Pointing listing
▬▬▬

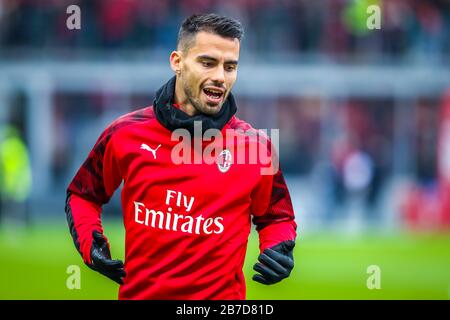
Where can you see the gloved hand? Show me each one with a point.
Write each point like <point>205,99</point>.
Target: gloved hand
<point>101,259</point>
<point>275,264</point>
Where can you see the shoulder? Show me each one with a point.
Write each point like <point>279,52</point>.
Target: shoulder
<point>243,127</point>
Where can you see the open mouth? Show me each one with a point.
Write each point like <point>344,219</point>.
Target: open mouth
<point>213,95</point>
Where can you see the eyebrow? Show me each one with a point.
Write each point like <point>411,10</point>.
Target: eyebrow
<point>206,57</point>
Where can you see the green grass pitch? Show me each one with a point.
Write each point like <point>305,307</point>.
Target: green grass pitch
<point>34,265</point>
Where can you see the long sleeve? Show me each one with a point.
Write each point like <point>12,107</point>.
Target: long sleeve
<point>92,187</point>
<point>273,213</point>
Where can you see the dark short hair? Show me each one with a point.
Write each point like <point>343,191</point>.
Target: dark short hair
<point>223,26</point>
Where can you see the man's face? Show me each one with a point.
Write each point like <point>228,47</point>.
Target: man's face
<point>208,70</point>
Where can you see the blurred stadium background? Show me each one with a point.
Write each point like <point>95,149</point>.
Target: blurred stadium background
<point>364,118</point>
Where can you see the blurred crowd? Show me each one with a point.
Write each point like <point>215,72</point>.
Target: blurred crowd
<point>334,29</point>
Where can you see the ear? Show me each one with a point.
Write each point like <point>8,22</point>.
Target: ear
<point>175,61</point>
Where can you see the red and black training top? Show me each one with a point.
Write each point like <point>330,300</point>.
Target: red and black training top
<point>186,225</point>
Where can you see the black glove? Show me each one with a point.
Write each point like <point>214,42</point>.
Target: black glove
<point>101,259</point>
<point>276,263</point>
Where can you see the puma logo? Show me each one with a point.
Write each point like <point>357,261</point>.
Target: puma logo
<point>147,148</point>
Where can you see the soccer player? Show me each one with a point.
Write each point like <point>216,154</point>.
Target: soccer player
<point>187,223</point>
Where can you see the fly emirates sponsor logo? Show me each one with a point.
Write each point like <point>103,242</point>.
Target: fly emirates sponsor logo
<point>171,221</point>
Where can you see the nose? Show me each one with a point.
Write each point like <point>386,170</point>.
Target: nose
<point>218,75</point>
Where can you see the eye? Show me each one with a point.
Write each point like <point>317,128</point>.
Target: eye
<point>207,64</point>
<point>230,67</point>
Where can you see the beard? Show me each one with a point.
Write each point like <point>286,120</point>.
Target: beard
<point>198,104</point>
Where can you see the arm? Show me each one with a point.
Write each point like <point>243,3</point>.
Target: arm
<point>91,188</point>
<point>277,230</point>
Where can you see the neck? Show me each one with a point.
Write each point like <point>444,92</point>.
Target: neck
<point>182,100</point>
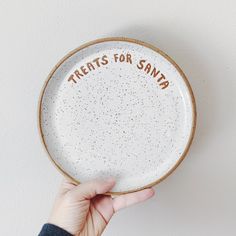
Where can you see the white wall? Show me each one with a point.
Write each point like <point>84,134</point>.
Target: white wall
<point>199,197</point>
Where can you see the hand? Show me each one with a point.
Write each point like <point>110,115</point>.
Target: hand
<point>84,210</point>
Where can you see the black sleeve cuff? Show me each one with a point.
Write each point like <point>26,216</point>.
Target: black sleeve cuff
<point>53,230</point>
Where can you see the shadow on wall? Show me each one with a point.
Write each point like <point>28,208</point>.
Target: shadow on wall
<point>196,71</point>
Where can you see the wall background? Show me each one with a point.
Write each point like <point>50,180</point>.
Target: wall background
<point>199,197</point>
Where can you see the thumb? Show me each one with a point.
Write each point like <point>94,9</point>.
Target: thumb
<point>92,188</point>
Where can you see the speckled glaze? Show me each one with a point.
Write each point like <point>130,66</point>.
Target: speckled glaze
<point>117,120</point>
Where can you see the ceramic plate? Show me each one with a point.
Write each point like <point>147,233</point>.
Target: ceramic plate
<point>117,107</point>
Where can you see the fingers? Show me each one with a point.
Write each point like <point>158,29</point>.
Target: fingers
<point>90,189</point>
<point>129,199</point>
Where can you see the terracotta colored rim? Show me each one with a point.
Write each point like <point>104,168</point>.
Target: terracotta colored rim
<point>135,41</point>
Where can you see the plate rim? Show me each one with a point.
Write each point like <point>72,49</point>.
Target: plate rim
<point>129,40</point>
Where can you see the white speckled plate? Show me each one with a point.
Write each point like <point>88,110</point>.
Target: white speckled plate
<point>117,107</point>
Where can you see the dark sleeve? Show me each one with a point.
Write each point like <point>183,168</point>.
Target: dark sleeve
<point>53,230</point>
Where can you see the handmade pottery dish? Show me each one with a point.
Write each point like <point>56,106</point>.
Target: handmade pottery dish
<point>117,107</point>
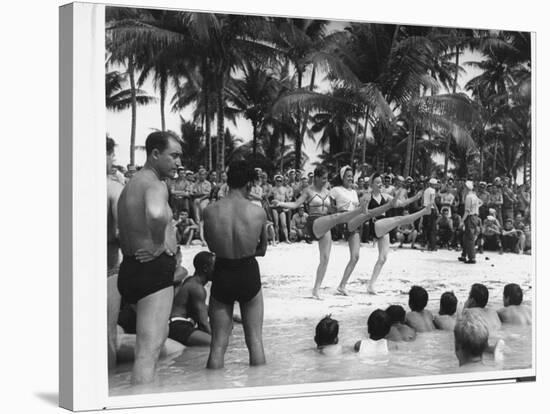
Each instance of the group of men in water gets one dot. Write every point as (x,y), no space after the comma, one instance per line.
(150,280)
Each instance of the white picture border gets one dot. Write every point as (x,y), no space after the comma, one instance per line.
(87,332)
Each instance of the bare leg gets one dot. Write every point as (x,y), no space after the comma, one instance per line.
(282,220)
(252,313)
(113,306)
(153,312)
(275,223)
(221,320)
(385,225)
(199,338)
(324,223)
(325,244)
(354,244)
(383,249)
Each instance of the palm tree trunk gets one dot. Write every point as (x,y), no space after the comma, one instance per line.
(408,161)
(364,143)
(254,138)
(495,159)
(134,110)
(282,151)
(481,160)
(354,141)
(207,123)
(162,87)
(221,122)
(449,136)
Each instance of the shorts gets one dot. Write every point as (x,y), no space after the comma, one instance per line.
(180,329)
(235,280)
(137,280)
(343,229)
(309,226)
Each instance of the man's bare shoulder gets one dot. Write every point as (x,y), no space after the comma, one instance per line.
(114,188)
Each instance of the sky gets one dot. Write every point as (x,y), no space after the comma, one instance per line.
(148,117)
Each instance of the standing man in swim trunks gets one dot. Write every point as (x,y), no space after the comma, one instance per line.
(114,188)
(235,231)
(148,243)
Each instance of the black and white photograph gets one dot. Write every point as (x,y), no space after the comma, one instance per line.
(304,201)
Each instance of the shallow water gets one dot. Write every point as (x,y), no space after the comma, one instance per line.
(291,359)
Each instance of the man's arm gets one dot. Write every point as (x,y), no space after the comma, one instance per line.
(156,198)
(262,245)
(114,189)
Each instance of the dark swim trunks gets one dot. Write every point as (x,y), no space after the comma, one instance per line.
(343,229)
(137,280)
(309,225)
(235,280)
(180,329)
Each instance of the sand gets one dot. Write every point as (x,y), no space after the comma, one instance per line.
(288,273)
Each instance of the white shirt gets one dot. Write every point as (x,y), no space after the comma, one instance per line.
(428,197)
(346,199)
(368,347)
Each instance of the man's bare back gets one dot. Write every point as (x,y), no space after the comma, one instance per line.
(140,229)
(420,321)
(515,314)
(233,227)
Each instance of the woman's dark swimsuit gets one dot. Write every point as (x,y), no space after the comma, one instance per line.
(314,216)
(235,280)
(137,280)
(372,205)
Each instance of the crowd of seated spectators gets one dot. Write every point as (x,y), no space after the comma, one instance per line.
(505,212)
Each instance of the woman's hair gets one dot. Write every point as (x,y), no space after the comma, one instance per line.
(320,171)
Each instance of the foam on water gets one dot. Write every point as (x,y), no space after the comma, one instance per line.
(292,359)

▬▬▬

Copy the listing above, from its beginning through the line containing "<point>175,61</point>", with both ends included. Omit the pictures.

Response to this exercise
Where can you see the gloved hand? Show me each one with a point.
Write each point like <point>205,99</point>.
Target: gloved hand
<point>101,259</point>
<point>275,264</point>
Where can you see the shoulder? Show me each one with a point.
Write each point like <point>279,52</point>.
Target: shoulder
<point>243,127</point>
Where can you see the open mouth? Show me each one with a point.
Write each point like <point>344,219</point>.
Target: open mouth
<point>213,95</point>
Where can you see the eyebrow? Show me each one with a point.
Write each point like <point>411,10</point>.
Target: eyebrow
<point>206,57</point>
Where can you see the green grass pitch? Show me each one with a point.
Write each point like <point>305,307</point>.
Target: green grass pitch
<point>34,265</point>
Where can you see the long sleeve? Show me each one with a point.
Write each point like <point>12,107</point>.
Target: long sleeve
<point>92,187</point>
<point>273,213</point>
Where can you see the dark short hair? Show me each one with a point.
Write each point like <point>343,191</point>.
Target: dark short hair
<point>223,26</point>
Where can you see the man's face? Show me each one with a point.
Write each point like <point>228,47</point>.
Target: man's face
<point>208,70</point>
Where can you see the blurred stadium background? Show me each one with a point.
Write each point like <point>95,149</point>.
Target: blurred stadium background
<point>364,118</point>
Where can you see the blurred crowd? Show me each one with a point.
Write each point like <point>215,72</point>.
Target: blurred crowd
<point>334,29</point>
Where can you see the ear? Show me each one with a point.
Write each point like <point>8,22</point>.
Target: ear
<point>175,61</point>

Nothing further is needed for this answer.